··· Provided passage

WASHINGTON – Maryland senators and their staffs had to work in field offices, in improvised Capitol Hill offices or from homes Tuesday, after a poison scare that closed all Senate buildings.
Neither Sen. Paul S. Sarbanes nor Sen. Barbara Mikulski have offices in the Dirksen Senate Office Building, where the poison ricin was discovered Monday afternoon in a stack of mail in Senate Majority Leader Bill Frist’s office. The Maryland Democrats are in the Hart building, which is connected to Dirksen.
But Capitol Police closed the entire complex as a precaution while officials check all the unopened mail in the complex. The Senate sergeant-at-arms, William Pickle, said Tuesday that he hopes offices can be opened next week, depending on the progress of the investigation.
In the meantime, the business of the Senate continued. Sarbanes handled legislative matters in another Hill office — with minimal staff, at the request of the Capitol Police — while constituent matters were sent to field offices, said spokesman Jesse Jacobs. He said the senator participated in activities such as speaking on the floor and going to the party caucus lunches.

······
··· Record set

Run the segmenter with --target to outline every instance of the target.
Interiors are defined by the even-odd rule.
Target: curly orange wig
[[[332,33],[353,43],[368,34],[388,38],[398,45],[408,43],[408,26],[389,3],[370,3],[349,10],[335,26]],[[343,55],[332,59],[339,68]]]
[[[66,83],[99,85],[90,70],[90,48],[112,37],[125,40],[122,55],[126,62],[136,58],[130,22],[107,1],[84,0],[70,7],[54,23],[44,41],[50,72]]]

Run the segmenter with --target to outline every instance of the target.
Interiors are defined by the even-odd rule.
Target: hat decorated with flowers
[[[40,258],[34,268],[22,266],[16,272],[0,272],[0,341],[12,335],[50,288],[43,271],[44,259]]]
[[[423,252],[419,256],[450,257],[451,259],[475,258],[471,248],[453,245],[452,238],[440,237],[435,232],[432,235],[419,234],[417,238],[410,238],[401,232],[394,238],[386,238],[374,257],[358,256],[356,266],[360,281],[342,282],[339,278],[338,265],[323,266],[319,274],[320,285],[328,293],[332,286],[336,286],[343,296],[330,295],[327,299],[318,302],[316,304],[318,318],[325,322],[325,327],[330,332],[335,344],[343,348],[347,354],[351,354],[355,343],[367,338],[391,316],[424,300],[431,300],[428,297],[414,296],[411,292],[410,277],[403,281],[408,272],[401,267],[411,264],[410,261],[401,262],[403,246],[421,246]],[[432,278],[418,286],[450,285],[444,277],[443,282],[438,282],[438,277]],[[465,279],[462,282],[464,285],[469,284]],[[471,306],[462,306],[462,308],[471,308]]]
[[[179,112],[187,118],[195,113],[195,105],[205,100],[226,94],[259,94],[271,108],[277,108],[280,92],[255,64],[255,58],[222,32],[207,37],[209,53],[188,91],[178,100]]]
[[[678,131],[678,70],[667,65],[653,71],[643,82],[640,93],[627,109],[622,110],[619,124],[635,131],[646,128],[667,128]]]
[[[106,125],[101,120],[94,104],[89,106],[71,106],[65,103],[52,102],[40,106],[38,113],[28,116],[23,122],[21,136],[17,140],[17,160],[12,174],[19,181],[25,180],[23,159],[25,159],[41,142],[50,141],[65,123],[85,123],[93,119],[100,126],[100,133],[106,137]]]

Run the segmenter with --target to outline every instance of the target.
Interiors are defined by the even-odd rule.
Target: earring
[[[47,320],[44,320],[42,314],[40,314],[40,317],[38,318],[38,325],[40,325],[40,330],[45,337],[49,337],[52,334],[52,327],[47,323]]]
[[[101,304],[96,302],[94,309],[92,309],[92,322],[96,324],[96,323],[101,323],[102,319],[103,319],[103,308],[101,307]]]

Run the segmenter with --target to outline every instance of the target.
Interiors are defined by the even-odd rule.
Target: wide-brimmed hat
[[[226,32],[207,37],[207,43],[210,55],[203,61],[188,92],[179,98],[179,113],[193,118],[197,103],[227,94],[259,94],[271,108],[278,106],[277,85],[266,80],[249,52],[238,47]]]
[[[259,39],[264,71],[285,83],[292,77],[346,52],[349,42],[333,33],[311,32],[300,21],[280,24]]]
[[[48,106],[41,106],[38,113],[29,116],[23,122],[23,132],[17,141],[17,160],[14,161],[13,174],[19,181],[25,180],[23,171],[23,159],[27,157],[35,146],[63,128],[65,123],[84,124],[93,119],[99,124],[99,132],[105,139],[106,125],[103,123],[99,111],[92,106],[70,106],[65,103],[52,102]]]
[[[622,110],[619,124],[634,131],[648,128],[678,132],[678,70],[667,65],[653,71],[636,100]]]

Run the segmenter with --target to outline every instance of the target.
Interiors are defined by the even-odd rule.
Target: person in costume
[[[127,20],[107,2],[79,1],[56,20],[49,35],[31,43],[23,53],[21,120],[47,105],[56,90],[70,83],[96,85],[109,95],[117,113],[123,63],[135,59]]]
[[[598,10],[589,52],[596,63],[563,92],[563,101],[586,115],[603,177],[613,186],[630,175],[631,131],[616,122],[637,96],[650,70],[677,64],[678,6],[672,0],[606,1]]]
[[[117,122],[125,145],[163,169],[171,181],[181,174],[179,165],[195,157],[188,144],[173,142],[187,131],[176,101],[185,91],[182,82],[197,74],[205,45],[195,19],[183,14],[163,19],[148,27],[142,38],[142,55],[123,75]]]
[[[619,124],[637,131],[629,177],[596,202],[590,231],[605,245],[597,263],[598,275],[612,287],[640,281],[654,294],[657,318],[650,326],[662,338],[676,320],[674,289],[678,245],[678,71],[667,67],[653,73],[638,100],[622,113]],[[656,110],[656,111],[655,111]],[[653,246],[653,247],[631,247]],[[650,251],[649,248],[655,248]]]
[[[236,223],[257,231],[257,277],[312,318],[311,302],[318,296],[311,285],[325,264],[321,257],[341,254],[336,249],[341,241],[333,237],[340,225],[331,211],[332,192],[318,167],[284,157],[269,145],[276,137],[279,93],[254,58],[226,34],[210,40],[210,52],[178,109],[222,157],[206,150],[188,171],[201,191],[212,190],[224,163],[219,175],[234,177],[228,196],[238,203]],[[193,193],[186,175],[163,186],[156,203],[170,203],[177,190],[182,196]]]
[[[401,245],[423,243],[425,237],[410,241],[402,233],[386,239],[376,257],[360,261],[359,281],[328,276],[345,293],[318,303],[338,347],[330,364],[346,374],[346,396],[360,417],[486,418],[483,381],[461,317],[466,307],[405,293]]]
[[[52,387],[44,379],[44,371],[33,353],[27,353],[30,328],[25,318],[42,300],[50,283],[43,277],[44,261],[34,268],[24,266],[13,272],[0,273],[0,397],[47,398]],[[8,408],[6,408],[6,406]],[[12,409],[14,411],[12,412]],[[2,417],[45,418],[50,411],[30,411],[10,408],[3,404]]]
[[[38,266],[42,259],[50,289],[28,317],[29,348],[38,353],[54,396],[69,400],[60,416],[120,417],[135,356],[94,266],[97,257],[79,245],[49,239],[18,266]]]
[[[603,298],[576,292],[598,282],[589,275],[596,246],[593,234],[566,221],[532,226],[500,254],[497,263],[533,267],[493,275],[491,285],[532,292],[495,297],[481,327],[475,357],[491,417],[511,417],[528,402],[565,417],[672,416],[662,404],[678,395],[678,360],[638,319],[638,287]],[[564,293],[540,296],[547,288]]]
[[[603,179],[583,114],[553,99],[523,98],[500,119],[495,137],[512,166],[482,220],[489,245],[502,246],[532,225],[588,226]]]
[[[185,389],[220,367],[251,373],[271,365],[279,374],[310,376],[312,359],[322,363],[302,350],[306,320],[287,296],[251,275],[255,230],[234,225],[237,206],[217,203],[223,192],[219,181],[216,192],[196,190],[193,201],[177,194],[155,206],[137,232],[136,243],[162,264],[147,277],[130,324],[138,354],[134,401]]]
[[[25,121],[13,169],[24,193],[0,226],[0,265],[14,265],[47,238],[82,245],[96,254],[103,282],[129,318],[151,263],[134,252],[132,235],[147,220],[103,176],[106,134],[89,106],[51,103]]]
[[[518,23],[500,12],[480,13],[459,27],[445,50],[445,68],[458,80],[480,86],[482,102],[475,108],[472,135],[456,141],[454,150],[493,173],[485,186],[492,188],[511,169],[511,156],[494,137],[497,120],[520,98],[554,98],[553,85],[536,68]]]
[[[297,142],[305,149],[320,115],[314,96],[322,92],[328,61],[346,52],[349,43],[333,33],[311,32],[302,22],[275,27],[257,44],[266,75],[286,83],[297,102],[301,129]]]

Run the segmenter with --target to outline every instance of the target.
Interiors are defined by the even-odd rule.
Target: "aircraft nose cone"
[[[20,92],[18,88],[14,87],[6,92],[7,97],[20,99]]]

······

--- Tasks ---
• 1. From the report on the Senate ricin scare, copy the passage that begins at the words "WASHINGTON – Maryland" and stops after "connected to Dirksen.".
• 2. Proceed with the report on the Senate ricin scare, starting after its last sentence.
These lines have nothing to do with the report on the Senate ricin scare.

--- Written responses ---
• 1.
WASHINGTON – Maryland senators and their staffs had to work in field offices, in improvised Capitol Hill offices or from homes Tuesday, after a poison scare that closed all Senate buildings.
Neither Sen. Paul S. Sarbanes nor Sen. Barbara Mikulski have offices in the Dirksen Senate Office Building, where the poison ricin was discovered Monday afternoon in a stack of mail in Senate Majority Leader Bill Frist’s office. The Maryland Democrats are in the Hart building, which is connected to Dirksen.

• 2.
Mikulski staffers were working in the Baltimore and Greenbelt offices or from their homes, said press secretary Amy E. Hagovsky.
It is not the first time Mikulski and Sarbanes have been displaced by a poison scare — the same thing happened more than two years ago when anthrax was found in a Senate office. But that does not make it any easier, Jacobs said.
“That is always a problem when you’re not able to access your computers and papers,” he said.
Despite the disruption, Hagovsky said staffers performed the normal daily work and will continue to do so in the coming days.
Neither Sarbanes, Mikulski nor their staffs would comment on the ricin incident.
Frist said that keeping people out of the offices has been a “real inconvenience,” but that it will not alter normal business in the Senate. The Tennessee Republican characterized the incident as a terrorist act, but said it has not been linked to any organization so far.
The poison ricin is made of castor beans, which are difficult to trace because they can be found throughout the world. Tests of the powder and the filters in the Senate office ventilation system continued Tuesday and Capitol Police and the FBI are trying to track how it ended up in Frist’s office.
Capitol Police Chief Terrence Gainer said investigators have not determined how the powder got into the building — whether it was delivered in one, or more packages, or somehow brought into the building and put with the mail.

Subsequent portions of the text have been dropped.